- [GOAL OF THE EXERCISE] Rename "Matches" to "Results" throughout all the records and leave the rest of every line unchanged. Omit the pictures from your answer.

- [Photo labels with bounding boxes]

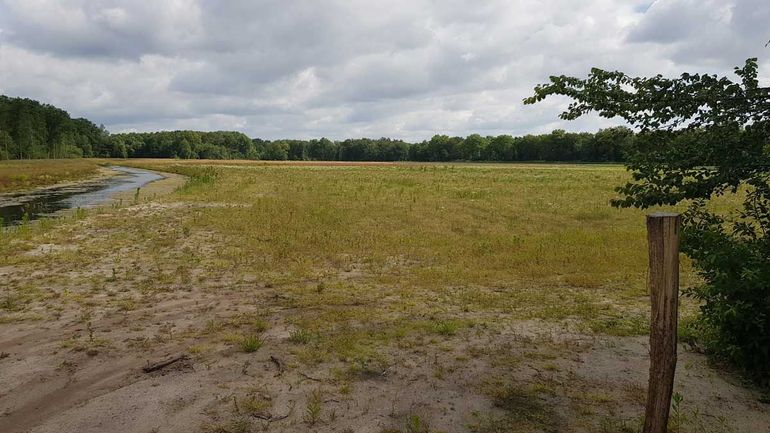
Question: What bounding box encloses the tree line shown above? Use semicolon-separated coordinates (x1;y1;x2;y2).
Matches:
0;96;635;162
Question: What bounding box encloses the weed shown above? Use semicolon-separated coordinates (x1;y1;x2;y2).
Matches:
289;328;313;344
241;335;262;353
302;388;323;426
433;320;460;337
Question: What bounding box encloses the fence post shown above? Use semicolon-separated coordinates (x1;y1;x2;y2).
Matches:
644;212;680;433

- [SOLUTION]
Question: What bounding box encloses the tree line shown above? Use semicolon-separated coordinates (x1;y1;x2;y2).
Results:
0;96;635;162
Question: What bounding box encloses the weed shown above? Use semicolon-separated coordinates (x1;y1;x2;y2).
Results:
289;328;313;344
241;335;262;353
302;388;323;426
433;320;460;337
Question: What bounding box encloses the fence post shown above? Use semicolon-separated coordinates (x1;y1;x2;y2).
Results:
644;212;680;433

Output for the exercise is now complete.